
    What do you think is the role of our government when it comes to providing non-military aid to developing countries? Being a beacon is great and inspiring, but an inspired people without resources is only better in spirit, not fact. There are many NGOs that work to improve education, sanitation, small business opportunities, ect- does our government have a role in supporting this kind work?

  2. You bring up a good, if very complicated issue.

    I think that we should always try to play as small a role as possible, and exist only in a support role when working within other countries, particularly hostile ones. People have to feel that it is their accomplishments that are achieving their goals, not the outside force giving it to them.

  3. I have a theory about the circumstances which are prerequisites to success of revolutionary movements. What we fail to consider in the American revolution was that it was not a movement initiated by the laboring class. The revolution was inspired and led by the merchant class. And this occurred in an environment where religious and cultural diversity was more or less the norm. We were already English, German, Dutch and French. It is only by chance that the language of the U.S. is not German.

Information provided →

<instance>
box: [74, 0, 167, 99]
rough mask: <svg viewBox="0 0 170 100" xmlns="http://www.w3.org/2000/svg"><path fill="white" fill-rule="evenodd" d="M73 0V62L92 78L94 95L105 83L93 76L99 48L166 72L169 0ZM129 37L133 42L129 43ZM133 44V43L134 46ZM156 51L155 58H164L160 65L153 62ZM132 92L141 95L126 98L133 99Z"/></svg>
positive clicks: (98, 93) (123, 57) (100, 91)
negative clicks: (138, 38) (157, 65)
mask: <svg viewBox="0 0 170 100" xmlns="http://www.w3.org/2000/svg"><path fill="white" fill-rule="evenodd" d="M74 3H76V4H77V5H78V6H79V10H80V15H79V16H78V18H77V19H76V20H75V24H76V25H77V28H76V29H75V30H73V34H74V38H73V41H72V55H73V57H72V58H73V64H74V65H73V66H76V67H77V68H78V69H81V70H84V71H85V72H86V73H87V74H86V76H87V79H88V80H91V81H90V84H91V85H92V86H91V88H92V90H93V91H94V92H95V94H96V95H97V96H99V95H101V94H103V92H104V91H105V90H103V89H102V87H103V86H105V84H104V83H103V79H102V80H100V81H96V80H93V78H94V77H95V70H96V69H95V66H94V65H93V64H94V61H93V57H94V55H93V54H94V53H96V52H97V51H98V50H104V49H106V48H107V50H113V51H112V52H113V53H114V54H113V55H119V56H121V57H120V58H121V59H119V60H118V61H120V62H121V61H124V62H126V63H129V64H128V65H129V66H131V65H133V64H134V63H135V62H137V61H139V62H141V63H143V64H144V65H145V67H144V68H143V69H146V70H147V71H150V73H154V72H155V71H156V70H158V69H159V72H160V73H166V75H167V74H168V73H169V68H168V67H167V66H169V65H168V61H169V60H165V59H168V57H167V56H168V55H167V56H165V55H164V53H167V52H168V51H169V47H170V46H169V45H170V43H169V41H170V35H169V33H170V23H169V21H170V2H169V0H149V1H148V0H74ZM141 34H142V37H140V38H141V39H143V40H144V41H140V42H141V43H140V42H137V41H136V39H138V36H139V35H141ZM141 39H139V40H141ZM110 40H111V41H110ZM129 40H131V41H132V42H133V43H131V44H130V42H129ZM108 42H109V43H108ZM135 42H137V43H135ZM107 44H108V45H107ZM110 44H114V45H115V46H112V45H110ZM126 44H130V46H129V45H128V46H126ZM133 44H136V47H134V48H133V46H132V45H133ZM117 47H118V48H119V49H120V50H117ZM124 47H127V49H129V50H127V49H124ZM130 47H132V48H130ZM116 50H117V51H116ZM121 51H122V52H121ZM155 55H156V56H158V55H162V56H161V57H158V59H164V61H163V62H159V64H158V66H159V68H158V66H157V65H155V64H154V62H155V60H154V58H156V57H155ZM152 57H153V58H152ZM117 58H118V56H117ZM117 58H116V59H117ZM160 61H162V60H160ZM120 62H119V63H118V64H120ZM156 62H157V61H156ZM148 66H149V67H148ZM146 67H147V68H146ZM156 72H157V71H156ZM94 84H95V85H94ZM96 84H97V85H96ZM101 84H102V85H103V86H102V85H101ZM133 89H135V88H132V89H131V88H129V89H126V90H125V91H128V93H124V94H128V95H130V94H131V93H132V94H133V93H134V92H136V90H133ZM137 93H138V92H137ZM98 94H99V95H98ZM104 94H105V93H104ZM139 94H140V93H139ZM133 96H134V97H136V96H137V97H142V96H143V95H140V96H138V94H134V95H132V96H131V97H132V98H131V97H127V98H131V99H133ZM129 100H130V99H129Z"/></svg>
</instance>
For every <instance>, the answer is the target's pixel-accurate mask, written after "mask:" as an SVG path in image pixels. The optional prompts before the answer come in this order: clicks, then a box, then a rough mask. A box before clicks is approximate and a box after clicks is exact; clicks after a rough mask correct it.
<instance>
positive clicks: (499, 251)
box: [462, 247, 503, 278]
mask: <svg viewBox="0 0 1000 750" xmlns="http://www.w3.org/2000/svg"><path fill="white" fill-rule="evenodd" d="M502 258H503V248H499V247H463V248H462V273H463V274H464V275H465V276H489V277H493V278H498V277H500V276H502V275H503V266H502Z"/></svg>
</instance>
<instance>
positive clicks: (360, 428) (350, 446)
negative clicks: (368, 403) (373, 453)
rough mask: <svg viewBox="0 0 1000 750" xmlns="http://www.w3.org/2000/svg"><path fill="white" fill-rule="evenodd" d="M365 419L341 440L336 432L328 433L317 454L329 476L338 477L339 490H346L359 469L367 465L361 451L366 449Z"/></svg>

Exercise requirements →
1. According to the comment thread, which class inspired and led the American revolution?
2. Say whether each statement agrees with the comment thread, and quote the words that decide it.
(a) The American revolution was initiated by the laboring class.
(b) When working within other countries, we should try to play as large a role as possible.
(c) It is only by chance that the language of the U.S. is not German.
The data are separate material with no connection to the comment thread.

Responses by item number →
1. The merchant class.

2.
(a) No: "it was not a movement initiated by the laboring class."
(b) No: "we should always try to play as small a role as possible"
(c) Yes: "It is only by chance that the language of the U.S. is not German."